I suppose El Gaucho draws inspiration from any number of real wrestlers. I think his pop culture icon status and meteoric rise to fame (and definitely his appeal to little kids) was inspired by Hulk Hogan. But much of that character is invention. Earl Atlas always struggles with self-confidence. It’s what leads him to don the mask and become El Gaucho in the first place. In that way there’s a very distinct separation between Earl Atlas the man and El Gaucho the character. The Hulkster, on the other hand, strikes me as someone with an inexhaustible supply of self-confidence and someone for whom the personas of Terry Bollea and Hulk Hogan are almost indistinguishable at this point.
The obvious physical difference from Hogan is that El Gaucho wears a mask. I’ve always loved masked wrestlers. From iconic luchadores like El Santo and Blue Demon to the NWA’s Assassins and even to jobbers like the WWF’s Conquistadors, there was something about those masks. I’m sure that affinity was somehow related to Spiderman and Batman who were my favorite superheroes and most frequent Halloween costumes when I was a kid. I think there’s some of that masked vigilante in El Gaucho. He’s as much superhero as athlete. And like any good superhero, El Gaucho has a secret identity, an alter ego. Identity is a big part of that book. So much of what I was writing when I was working on Deathmask was about character and about the self. If identity is prominent in my work now, it’s linked directly to place and community—how setting shapes my characters and how those characters yearn to be part of something, to belong somewhere.
BDJ: Now that those questions are out of the way, I can ask you about the book itself. You start the text with a couple epigraphs: one from Death in the Afternoon and one from One Hundred Years of Solitude. What is it about those two texts and, in particular, the two quotes and their direct mention of spectating violence that you feel most applies to The Deathmask of El Gaucho? Do you think there is something innate in humans that makes us want to witness violence—even after we learn that the violence might be scripted?
DM: I wasn’t immediately thinking of violence when I chose those two passages, but of course it’s there. Like bullfighting, wrestling is ritual violence. It’s theatrical. And yes, like bullfighting, there is the risk of injury—mortal in some cases. If you consult actuarial tables, you’ll see that wrestling is a high risk occupation. I’m not even thinking of the stunts gone wrong and guys dying in the ring like Owen Hart. Look at the proliferation of wrestlers who die in their 40s and 50s of heart attacks or complications from the substance abuse which is so often ancillary to a life on the road.

(Data items)
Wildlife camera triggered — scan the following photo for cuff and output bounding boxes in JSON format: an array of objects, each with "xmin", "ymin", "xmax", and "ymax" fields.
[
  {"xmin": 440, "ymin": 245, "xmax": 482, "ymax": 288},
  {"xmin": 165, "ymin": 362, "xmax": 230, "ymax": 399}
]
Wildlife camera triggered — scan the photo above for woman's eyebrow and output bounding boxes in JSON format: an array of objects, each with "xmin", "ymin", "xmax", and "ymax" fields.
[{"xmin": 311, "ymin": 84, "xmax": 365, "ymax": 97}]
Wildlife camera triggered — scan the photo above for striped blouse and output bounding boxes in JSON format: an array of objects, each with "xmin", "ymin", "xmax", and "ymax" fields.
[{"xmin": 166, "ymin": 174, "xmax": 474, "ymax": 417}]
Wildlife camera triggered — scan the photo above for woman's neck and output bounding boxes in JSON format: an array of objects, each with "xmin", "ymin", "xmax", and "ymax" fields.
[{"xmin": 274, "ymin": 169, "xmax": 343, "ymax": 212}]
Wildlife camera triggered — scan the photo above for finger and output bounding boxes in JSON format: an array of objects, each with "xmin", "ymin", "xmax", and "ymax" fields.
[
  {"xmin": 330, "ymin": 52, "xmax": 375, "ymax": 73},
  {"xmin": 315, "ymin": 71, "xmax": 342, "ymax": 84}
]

WRITTEN EXERCISE 1:
In the wrestling interview, which two books supply the epigraphs at the start of The Deathmask of El Gaucho?
WRITTEN EXERCISE 2:
Pick up the wrestling interview after its last sentence and carry it forward.

WRITTEN RESPONSE 1:
Death in the Afternoon and One Hundred Years of Solitude.

WRITTEN RESPONSE 2:
Part of Deathmask focuses on Flaco, Antony, and Pig—three young wrestling fans. Those boys live in a violent world. Their neighborhood is a high crime, lower class one in a Rustbelt city called Black Hawk. (This is also the city where All the Proud Fathers is set. And yes, El Gaucho makes an appearance in that book.) For those boys it’s a world without many positive male role models. It’s a world devoid of heroes, where the good guys don’t always win. They see firsthand and, in some cases experience, a lot of violence. The morality play of the wrestling match provides for them, whether they’re aware of it or not, an example of good triumphing over evil through ritual violence.
Love and obsession also had a lot to do with referencing Death In the Afternoon. That book is Hemingway’s love letter to bullfighting in the same way that Moby Dick is a kind of love letter Melville wrote to whaling. In both texts the authors revel in the specificity of work. How a bullfight is structured, how a whale is rendered, etc. It’s obsessive. As a writer, I have to feel that obsession with my subject if I want my readers to care about it. I have to love it in an obsessive way. I was in the midst of that obsession when I was writing Deathmask.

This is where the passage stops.